# Skinning plums...better before of after cooking?



## stef (Sep 14, 2002)

Hi...
I want to make skinless plum jam, but I know there is a lot of color and flavor in the skins.

If you make plum jam...do you skin them? And if so, do you remove the skin before or after cooking?

thanks,


stef


----------



## judylou (Jun 19, 2009)

I don't skin them as I feel too much flavor and color, not to mention nutrients, are lost. But you can using the same method ones does for peeling tomatoes and other fruits - quick dip in boiling water and then into ice water. You can also freeze them briefly and then when thawed the skins slip off easily.


----------



## GrannyG (Mar 26, 2005)

**DATA SUPPLIED:**

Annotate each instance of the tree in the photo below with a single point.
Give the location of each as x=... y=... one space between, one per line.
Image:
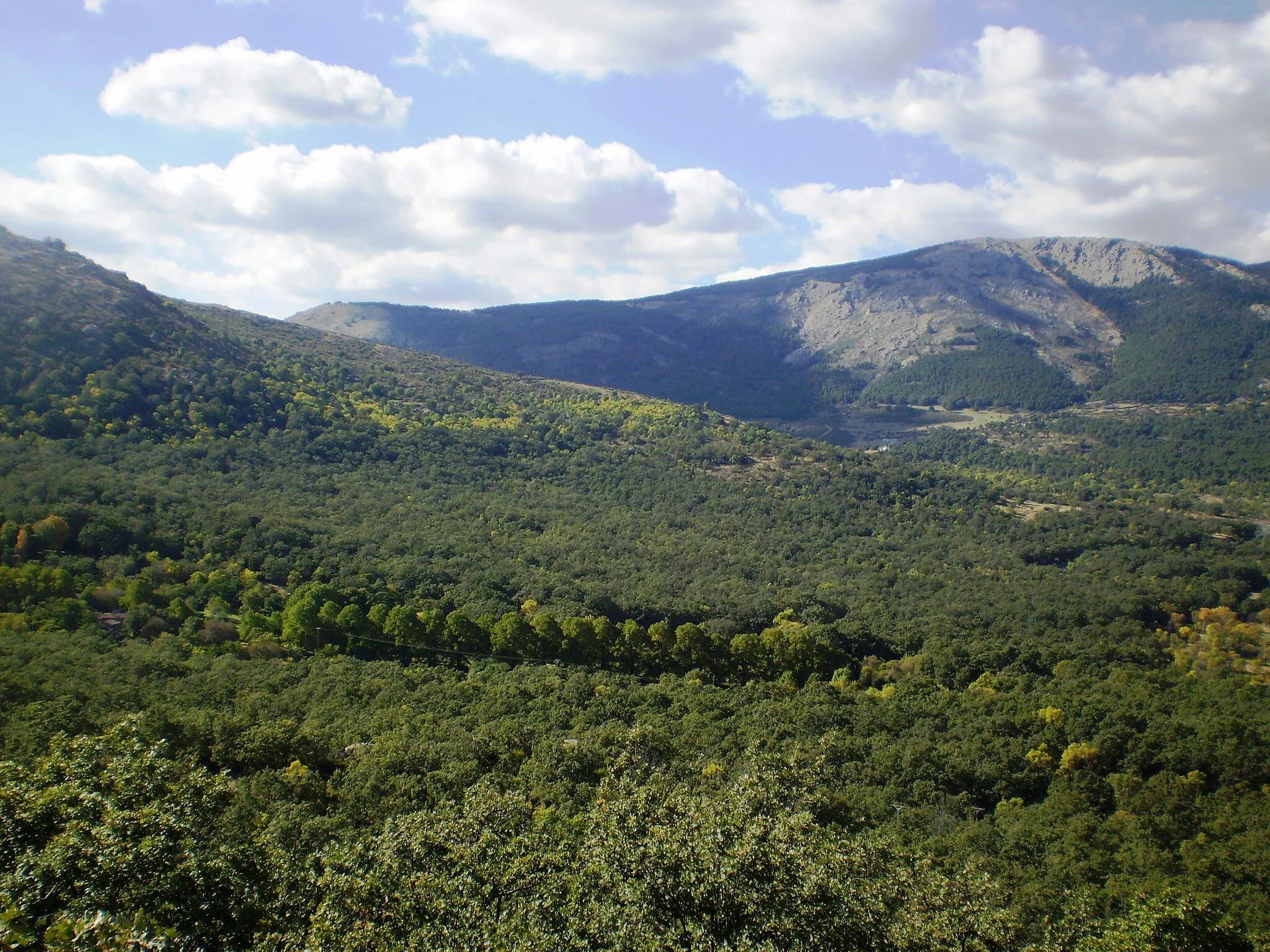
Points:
x=51 y=534
x=301 y=627
x=464 y=635
x=404 y=627
x=1169 y=923
x=513 y=637
x=117 y=826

**TASK GOAL:** In the plum-skinning thread, besides a boiling-water dip, what method does judylou give for getting the skins off easily? The entries have no connection to the plum-skinning thread.

**RESULT:** Freeze the plums briefly. Once they thaw, the skins slip off easily.